Rewrite every row below in full, requests included, and scale each coordinate value in the answers by 2.35. Round each result to the nearest whole number, with halves rounded up.

──────── Stored data

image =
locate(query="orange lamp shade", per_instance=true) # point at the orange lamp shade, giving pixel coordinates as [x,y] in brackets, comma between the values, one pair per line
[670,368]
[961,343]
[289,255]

────────────────

**Task result**
image =
locate(query="orange lamp shade", per_instance=true) # point at the orange lamp shade, giving pixel coordinates as [x,y] in brackets, comma between the values, one pair per line
[1575,865]
[2258,806]
[679,599]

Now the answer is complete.